• Written exercise: Pull out every line in the listing below that contains the word "frond", and copy each one in full.

:: Source material ::

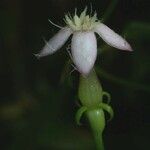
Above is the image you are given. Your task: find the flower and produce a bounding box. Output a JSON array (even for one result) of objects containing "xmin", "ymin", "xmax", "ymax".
[{"xmin": 36, "ymin": 8, "xmax": 132, "ymax": 75}]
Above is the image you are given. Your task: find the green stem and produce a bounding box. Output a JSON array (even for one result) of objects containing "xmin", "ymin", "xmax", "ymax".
[
  {"xmin": 86, "ymin": 109, "xmax": 105, "ymax": 150},
  {"xmin": 94, "ymin": 133, "xmax": 104, "ymax": 150}
]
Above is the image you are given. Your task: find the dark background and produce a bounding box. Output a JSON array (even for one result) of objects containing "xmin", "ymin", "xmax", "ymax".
[{"xmin": 0, "ymin": 0, "xmax": 150, "ymax": 150}]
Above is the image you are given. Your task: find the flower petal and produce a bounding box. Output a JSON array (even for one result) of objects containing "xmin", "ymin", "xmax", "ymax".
[
  {"xmin": 94, "ymin": 23, "xmax": 132, "ymax": 51},
  {"xmin": 71, "ymin": 31, "xmax": 97, "ymax": 75},
  {"xmin": 35, "ymin": 27, "xmax": 72, "ymax": 58}
]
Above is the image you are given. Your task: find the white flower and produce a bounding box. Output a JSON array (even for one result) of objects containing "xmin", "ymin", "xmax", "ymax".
[{"xmin": 36, "ymin": 8, "xmax": 132, "ymax": 75}]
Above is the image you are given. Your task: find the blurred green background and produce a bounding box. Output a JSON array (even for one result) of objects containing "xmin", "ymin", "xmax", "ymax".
[{"xmin": 0, "ymin": 0, "xmax": 150, "ymax": 150}]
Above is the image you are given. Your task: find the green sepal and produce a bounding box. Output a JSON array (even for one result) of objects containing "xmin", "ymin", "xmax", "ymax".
[
  {"xmin": 99, "ymin": 103, "xmax": 114, "ymax": 121},
  {"xmin": 75, "ymin": 106, "xmax": 87, "ymax": 125},
  {"xmin": 102, "ymin": 91, "xmax": 111, "ymax": 104}
]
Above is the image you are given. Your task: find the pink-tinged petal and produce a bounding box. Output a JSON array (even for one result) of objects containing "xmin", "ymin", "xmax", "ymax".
[
  {"xmin": 71, "ymin": 31, "xmax": 97, "ymax": 75},
  {"xmin": 94, "ymin": 23, "xmax": 132, "ymax": 51},
  {"xmin": 35, "ymin": 27, "xmax": 72, "ymax": 58}
]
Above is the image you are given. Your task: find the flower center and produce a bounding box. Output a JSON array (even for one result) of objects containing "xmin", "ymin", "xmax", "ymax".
[{"xmin": 64, "ymin": 8, "xmax": 99, "ymax": 31}]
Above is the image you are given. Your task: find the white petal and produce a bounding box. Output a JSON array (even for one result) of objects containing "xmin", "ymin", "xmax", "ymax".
[
  {"xmin": 35, "ymin": 27, "xmax": 72, "ymax": 58},
  {"xmin": 94, "ymin": 23, "xmax": 132, "ymax": 51},
  {"xmin": 71, "ymin": 32, "xmax": 97, "ymax": 75}
]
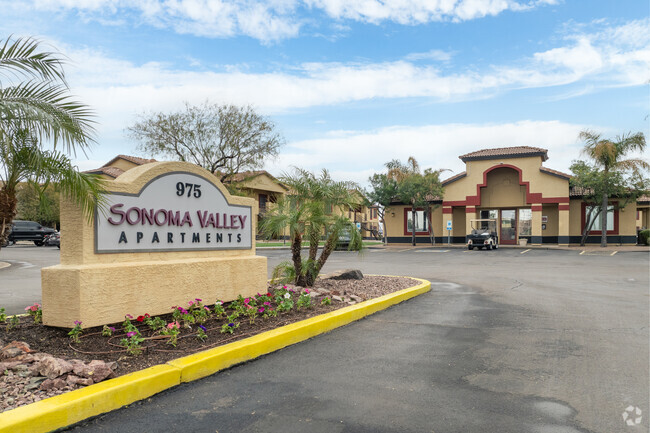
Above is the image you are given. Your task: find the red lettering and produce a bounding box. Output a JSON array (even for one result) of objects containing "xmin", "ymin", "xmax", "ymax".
[
  {"xmin": 205, "ymin": 214, "xmax": 214, "ymax": 227},
  {"xmin": 154, "ymin": 209, "xmax": 167, "ymax": 226},
  {"xmin": 167, "ymin": 210, "xmax": 181, "ymax": 226},
  {"xmin": 108, "ymin": 203, "xmax": 124, "ymax": 226},
  {"xmin": 181, "ymin": 212, "xmax": 192, "ymax": 228},
  {"xmin": 196, "ymin": 210, "xmax": 208, "ymax": 228},
  {"xmin": 141, "ymin": 208, "xmax": 154, "ymax": 226},
  {"xmin": 126, "ymin": 207, "xmax": 142, "ymax": 225}
]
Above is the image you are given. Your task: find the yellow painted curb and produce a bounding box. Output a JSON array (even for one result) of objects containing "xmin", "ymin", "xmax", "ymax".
[
  {"xmin": 168, "ymin": 278, "xmax": 431, "ymax": 382},
  {"xmin": 0, "ymin": 278, "xmax": 431, "ymax": 433},
  {"xmin": 0, "ymin": 364, "xmax": 181, "ymax": 433}
]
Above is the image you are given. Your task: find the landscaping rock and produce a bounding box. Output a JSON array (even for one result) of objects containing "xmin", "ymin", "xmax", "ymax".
[
  {"xmin": 323, "ymin": 269, "xmax": 363, "ymax": 280},
  {"xmin": 0, "ymin": 347, "xmax": 25, "ymax": 359},
  {"xmin": 41, "ymin": 379, "xmax": 67, "ymax": 391},
  {"xmin": 66, "ymin": 374, "xmax": 93, "ymax": 386},
  {"xmin": 73, "ymin": 360, "xmax": 115, "ymax": 383},
  {"xmin": 38, "ymin": 356, "xmax": 73, "ymax": 379}
]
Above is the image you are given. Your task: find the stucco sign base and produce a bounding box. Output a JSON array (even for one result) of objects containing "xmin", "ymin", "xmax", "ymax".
[
  {"xmin": 42, "ymin": 256, "xmax": 266, "ymax": 328},
  {"xmin": 41, "ymin": 162, "xmax": 267, "ymax": 328}
]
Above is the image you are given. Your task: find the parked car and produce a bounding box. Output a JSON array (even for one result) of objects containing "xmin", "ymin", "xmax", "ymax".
[
  {"xmin": 44, "ymin": 232, "xmax": 61, "ymax": 249},
  {"xmin": 8, "ymin": 220, "xmax": 56, "ymax": 247},
  {"xmin": 467, "ymin": 219, "xmax": 499, "ymax": 250}
]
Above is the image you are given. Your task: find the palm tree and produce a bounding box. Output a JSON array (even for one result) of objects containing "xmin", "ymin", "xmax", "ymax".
[
  {"xmin": 385, "ymin": 156, "xmax": 447, "ymax": 246},
  {"xmin": 579, "ymin": 130, "xmax": 650, "ymax": 247},
  {"xmin": 260, "ymin": 168, "xmax": 363, "ymax": 287},
  {"xmin": 0, "ymin": 37, "xmax": 103, "ymax": 245}
]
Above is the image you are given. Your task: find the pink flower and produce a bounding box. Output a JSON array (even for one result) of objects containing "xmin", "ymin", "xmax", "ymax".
[{"xmin": 167, "ymin": 322, "xmax": 181, "ymax": 329}]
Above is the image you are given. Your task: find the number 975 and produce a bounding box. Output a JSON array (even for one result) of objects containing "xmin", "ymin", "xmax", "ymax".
[{"xmin": 176, "ymin": 182, "xmax": 201, "ymax": 198}]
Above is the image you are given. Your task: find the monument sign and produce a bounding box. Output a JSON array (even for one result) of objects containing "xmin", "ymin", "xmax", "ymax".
[{"xmin": 41, "ymin": 162, "xmax": 267, "ymax": 328}]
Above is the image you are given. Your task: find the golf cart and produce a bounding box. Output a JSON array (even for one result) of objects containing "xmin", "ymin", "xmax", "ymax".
[{"xmin": 467, "ymin": 219, "xmax": 499, "ymax": 250}]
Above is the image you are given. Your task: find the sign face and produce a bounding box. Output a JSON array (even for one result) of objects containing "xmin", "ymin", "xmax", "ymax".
[{"xmin": 95, "ymin": 172, "xmax": 253, "ymax": 253}]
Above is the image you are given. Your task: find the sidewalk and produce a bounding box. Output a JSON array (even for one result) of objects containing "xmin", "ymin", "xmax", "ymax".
[{"xmin": 368, "ymin": 243, "xmax": 650, "ymax": 253}]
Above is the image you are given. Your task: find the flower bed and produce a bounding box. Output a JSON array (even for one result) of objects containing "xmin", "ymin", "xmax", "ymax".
[{"xmin": 0, "ymin": 276, "xmax": 415, "ymax": 411}]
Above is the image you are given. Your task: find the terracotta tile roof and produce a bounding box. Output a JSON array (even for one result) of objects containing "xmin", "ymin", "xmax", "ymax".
[
  {"xmin": 102, "ymin": 155, "xmax": 156, "ymax": 167},
  {"xmin": 539, "ymin": 167, "xmax": 571, "ymax": 179},
  {"xmin": 84, "ymin": 166, "xmax": 124, "ymax": 179},
  {"xmin": 459, "ymin": 146, "xmax": 548, "ymax": 162},
  {"xmin": 442, "ymin": 171, "xmax": 467, "ymax": 186},
  {"xmin": 224, "ymin": 170, "xmax": 266, "ymax": 183}
]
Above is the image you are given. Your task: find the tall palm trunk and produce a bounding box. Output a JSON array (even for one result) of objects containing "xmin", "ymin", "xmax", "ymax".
[
  {"xmin": 600, "ymin": 192, "xmax": 607, "ymax": 248},
  {"xmin": 0, "ymin": 187, "xmax": 18, "ymax": 248},
  {"xmin": 411, "ymin": 206, "xmax": 416, "ymax": 246}
]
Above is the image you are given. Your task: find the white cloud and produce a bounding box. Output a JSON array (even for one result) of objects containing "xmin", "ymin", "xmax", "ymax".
[
  {"xmin": 54, "ymin": 19, "xmax": 650, "ymax": 125},
  {"xmin": 404, "ymin": 50, "xmax": 453, "ymax": 62},
  {"xmin": 10, "ymin": 0, "xmax": 553, "ymax": 43},
  {"xmin": 266, "ymin": 121, "xmax": 587, "ymax": 185}
]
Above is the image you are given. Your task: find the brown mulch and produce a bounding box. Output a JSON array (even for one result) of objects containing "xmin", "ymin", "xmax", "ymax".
[{"xmin": 0, "ymin": 276, "xmax": 417, "ymax": 412}]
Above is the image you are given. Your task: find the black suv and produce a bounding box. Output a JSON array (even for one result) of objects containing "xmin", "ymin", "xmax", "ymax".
[{"xmin": 7, "ymin": 220, "xmax": 56, "ymax": 247}]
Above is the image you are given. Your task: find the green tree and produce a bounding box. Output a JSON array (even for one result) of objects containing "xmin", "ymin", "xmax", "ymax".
[
  {"xmin": 386, "ymin": 156, "xmax": 446, "ymax": 246},
  {"xmin": 127, "ymin": 102, "xmax": 284, "ymax": 182},
  {"xmin": 0, "ymin": 38, "xmax": 103, "ymax": 245},
  {"xmin": 569, "ymin": 161, "xmax": 649, "ymax": 246},
  {"xmin": 579, "ymin": 130, "xmax": 650, "ymax": 247},
  {"xmin": 16, "ymin": 183, "xmax": 61, "ymax": 228},
  {"xmin": 260, "ymin": 168, "xmax": 363, "ymax": 287},
  {"xmin": 365, "ymin": 173, "xmax": 397, "ymax": 243}
]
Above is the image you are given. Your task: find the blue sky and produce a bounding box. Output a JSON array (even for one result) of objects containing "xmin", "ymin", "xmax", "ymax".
[{"xmin": 0, "ymin": 0, "xmax": 650, "ymax": 185}]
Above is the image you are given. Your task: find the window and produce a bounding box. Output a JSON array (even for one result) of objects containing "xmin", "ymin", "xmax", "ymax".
[
  {"xmin": 519, "ymin": 209, "xmax": 533, "ymax": 236},
  {"xmin": 406, "ymin": 210, "xmax": 429, "ymax": 233},
  {"xmin": 585, "ymin": 206, "xmax": 615, "ymax": 232}
]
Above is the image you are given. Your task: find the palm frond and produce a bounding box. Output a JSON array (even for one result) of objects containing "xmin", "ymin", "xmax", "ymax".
[
  {"xmin": 0, "ymin": 37, "xmax": 67, "ymax": 86},
  {"xmin": 0, "ymin": 81, "xmax": 95, "ymax": 154}
]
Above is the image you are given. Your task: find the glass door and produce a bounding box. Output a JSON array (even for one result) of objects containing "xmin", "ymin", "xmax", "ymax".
[{"xmin": 499, "ymin": 209, "xmax": 517, "ymax": 245}]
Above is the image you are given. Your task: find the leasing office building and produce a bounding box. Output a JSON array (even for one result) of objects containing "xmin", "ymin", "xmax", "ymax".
[{"xmin": 385, "ymin": 146, "xmax": 650, "ymax": 245}]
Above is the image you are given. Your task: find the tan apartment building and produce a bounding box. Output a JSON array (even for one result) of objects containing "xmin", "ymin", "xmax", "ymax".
[{"xmin": 386, "ymin": 146, "xmax": 650, "ymax": 245}]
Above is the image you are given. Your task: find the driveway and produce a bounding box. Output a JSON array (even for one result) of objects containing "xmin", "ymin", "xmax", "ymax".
[{"xmin": 0, "ymin": 248, "xmax": 650, "ymax": 433}]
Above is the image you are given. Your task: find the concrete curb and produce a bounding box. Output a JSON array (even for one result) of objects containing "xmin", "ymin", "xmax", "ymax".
[{"xmin": 0, "ymin": 278, "xmax": 431, "ymax": 433}]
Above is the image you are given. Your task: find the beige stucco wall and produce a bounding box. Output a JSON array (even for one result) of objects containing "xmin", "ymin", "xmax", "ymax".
[
  {"xmin": 237, "ymin": 173, "xmax": 286, "ymax": 194},
  {"xmin": 111, "ymin": 158, "xmax": 139, "ymax": 171},
  {"xmin": 444, "ymin": 156, "xmax": 569, "ymax": 202},
  {"xmin": 42, "ymin": 162, "xmax": 267, "ymax": 328}
]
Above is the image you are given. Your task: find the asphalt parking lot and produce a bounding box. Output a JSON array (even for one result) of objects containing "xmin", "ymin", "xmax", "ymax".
[{"xmin": 0, "ymin": 246, "xmax": 650, "ymax": 433}]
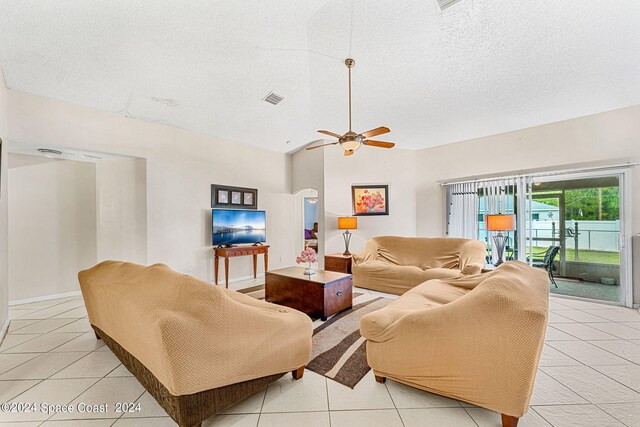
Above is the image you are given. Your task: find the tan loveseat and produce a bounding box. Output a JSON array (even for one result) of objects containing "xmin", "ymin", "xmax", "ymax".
[
  {"xmin": 79, "ymin": 261, "xmax": 312, "ymax": 426},
  {"xmin": 360, "ymin": 261, "xmax": 549, "ymax": 426},
  {"xmin": 352, "ymin": 236, "xmax": 486, "ymax": 295}
]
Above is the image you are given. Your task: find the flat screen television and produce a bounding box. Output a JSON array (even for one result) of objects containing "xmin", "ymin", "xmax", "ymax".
[{"xmin": 211, "ymin": 209, "xmax": 267, "ymax": 246}]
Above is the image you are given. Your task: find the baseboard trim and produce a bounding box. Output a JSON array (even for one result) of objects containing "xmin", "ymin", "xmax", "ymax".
[
  {"xmin": 9, "ymin": 291, "xmax": 81, "ymax": 307},
  {"xmin": 0, "ymin": 316, "xmax": 10, "ymax": 346}
]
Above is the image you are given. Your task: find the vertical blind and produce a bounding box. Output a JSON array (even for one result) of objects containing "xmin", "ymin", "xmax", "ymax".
[{"xmin": 446, "ymin": 176, "xmax": 533, "ymax": 261}]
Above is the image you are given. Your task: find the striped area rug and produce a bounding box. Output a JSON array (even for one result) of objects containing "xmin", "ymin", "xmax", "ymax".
[{"xmin": 238, "ymin": 285, "xmax": 392, "ymax": 388}]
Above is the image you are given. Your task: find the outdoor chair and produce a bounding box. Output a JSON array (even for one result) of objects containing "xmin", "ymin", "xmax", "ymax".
[{"xmin": 532, "ymin": 246, "xmax": 560, "ymax": 288}]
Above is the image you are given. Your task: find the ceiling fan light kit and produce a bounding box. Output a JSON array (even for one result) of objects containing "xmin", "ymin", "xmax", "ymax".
[{"xmin": 307, "ymin": 58, "xmax": 395, "ymax": 156}]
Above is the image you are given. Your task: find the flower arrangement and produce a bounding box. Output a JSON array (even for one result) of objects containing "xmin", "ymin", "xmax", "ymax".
[
  {"xmin": 296, "ymin": 246, "xmax": 318, "ymax": 274},
  {"xmin": 356, "ymin": 190, "xmax": 385, "ymax": 212}
]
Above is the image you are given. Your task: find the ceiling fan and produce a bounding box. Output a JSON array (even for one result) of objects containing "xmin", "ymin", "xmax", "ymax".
[{"xmin": 307, "ymin": 58, "xmax": 396, "ymax": 156}]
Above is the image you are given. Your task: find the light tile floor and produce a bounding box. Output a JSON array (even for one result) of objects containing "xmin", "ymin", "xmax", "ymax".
[{"xmin": 0, "ymin": 279, "xmax": 640, "ymax": 427}]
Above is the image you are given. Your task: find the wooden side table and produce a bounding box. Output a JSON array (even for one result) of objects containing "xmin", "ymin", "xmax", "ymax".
[
  {"xmin": 213, "ymin": 245, "xmax": 269, "ymax": 289},
  {"xmin": 324, "ymin": 254, "xmax": 351, "ymax": 274}
]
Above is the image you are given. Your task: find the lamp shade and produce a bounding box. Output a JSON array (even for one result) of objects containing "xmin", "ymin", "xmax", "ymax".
[
  {"xmin": 484, "ymin": 214, "xmax": 516, "ymax": 231},
  {"xmin": 338, "ymin": 216, "xmax": 358, "ymax": 230}
]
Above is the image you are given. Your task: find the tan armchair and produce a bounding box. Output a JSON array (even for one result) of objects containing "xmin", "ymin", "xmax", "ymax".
[
  {"xmin": 352, "ymin": 236, "xmax": 486, "ymax": 295},
  {"xmin": 360, "ymin": 261, "xmax": 549, "ymax": 426},
  {"xmin": 78, "ymin": 261, "xmax": 312, "ymax": 426}
]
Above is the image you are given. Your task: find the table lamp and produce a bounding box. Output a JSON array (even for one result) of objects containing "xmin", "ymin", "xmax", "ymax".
[
  {"xmin": 338, "ymin": 216, "xmax": 358, "ymax": 255},
  {"xmin": 484, "ymin": 214, "xmax": 516, "ymax": 266}
]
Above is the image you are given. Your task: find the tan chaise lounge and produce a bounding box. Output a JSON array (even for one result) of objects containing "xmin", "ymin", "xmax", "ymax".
[
  {"xmin": 79, "ymin": 261, "xmax": 312, "ymax": 426},
  {"xmin": 352, "ymin": 236, "xmax": 486, "ymax": 295},
  {"xmin": 360, "ymin": 261, "xmax": 549, "ymax": 426}
]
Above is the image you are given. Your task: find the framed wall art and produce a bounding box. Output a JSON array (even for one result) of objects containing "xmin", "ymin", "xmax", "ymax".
[{"xmin": 351, "ymin": 185, "xmax": 389, "ymax": 216}]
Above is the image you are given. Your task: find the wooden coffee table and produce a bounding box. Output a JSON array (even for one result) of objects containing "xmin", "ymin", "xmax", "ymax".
[{"xmin": 264, "ymin": 267, "xmax": 353, "ymax": 320}]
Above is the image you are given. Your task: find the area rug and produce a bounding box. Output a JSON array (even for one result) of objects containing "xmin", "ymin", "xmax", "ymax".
[{"xmin": 238, "ymin": 285, "xmax": 392, "ymax": 388}]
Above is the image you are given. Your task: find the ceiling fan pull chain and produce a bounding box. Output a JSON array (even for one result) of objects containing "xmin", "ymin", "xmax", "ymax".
[{"xmin": 347, "ymin": 60, "xmax": 351, "ymax": 132}]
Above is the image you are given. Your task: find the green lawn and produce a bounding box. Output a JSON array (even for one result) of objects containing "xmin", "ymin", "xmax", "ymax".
[{"xmin": 533, "ymin": 248, "xmax": 620, "ymax": 265}]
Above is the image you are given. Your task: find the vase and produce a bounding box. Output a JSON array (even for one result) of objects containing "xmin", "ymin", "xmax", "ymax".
[{"xmin": 304, "ymin": 263, "xmax": 316, "ymax": 276}]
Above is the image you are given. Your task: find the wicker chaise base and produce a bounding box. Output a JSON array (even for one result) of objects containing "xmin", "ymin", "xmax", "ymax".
[{"xmin": 91, "ymin": 325, "xmax": 286, "ymax": 427}]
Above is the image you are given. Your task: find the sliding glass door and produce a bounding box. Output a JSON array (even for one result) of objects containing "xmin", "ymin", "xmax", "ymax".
[
  {"xmin": 527, "ymin": 173, "xmax": 630, "ymax": 304},
  {"xmin": 445, "ymin": 168, "xmax": 632, "ymax": 307}
]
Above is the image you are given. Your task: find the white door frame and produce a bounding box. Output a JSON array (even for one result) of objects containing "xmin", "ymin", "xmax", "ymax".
[{"xmin": 530, "ymin": 167, "xmax": 633, "ymax": 308}]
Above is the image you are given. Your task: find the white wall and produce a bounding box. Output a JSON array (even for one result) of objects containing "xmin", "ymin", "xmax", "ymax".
[
  {"xmin": 96, "ymin": 159, "xmax": 147, "ymax": 264},
  {"xmin": 8, "ymin": 90, "xmax": 295, "ymax": 281},
  {"xmin": 9, "ymin": 154, "xmax": 96, "ymax": 301},
  {"xmin": 324, "ymin": 147, "xmax": 416, "ymax": 254},
  {"xmin": 0, "ymin": 70, "xmax": 9, "ymax": 332}
]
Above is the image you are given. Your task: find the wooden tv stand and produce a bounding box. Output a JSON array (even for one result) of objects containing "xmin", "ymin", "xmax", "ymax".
[{"xmin": 213, "ymin": 245, "xmax": 269, "ymax": 289}]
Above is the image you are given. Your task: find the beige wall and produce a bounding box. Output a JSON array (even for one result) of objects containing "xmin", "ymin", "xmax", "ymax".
[
  {"xmin": 416, "ymin": 106, "xmax": 640, "ymax": 236},
  {"xmin": 8, "ymin": 90, "xmax": 295, "ymax": 280},
  {"xmin": 0, "ymin": 70, "xmax": 9, "ymax": 332},
  {"xmin": 96, "ymin": 159, "xmax": 147, "ymax": 264},
  {"xmin": 9, "ymin": 154, "xmax": 96, "ymax": 301},
  {"xmin": 324, "ymin": 147, "xmax": 416, "ymax": 253},
  {"xmin": 291, "ymin": 148, "xmax": 326, "ymax": 268}
]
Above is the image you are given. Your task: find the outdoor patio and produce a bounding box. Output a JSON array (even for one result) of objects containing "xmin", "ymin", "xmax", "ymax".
[{"xmin": 550, "ymin": 278, "xmax": 620, "ymax": 302}]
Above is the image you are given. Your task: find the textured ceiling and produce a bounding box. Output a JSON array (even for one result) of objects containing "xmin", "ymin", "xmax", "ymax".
[{"xmin": 0, "ymin": 0, "xmax": 640, "ymax": 152}]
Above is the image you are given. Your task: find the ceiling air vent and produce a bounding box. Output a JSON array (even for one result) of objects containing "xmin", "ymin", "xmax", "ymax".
[
  {"xmin": 438, "ymin": 0, "xmax": 460, "ymax": 10},
  {"xmin": 262, "ymin": 92, "xmax": 284, "ymax": 105},
  {"xmin": 38, "ymin": 148, "xmax": 62, "ymax": 156}
]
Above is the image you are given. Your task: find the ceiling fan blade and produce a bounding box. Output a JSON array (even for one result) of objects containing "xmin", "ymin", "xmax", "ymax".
[
  {"xmin": 307, "ymin": 141, "xmax": 338, "ymax": 150},
  {"xmin": 361, "ymin": 126, "xmax": 391, "ymax": 138},
  {"xmin": 318, "ymin": 130, "xmax": 342, "ymax": 139},
  {"xmin": 362, "ymin": 139, "xmax": 396, "ymax": 148}
]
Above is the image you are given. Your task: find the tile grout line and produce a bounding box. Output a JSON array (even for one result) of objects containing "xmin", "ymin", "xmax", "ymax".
[
  {"xmin": 383, "ymin": 378, "xmax": 405, "ymax": 427},
  {"xmin": 538, "ymin": 340, "xmax": 640, "ymax": 406},
  {"xmin": 595, "ymin": 403, "xmax": 633, "ymax": 427}
]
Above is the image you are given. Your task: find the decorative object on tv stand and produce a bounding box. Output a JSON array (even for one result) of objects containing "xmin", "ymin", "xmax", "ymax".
[
  {"xmin": 351, "ymin": 185, "xmax": 389, "ymax": 216},
  {"xmin": 296, "ymin": 246, "xmax": 318, "ymax": 276},
  {"xmin": 484, "ymin": 214, "xmax": 516, "ymax": 266},
  {"xmin": 211, "ymin": 184, "xmax": 258, "ymax": 209},
  {"xmin": 338, "ymin": 216, "xmax": 358, "ymax": 255}
]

:::

• Full response:
Above is the image you are given. Your task: find the palm frond and produce a bounding box. Output a JSON array (even for one result) of objects containing "xmin", "ymin", "xmax", "ymax".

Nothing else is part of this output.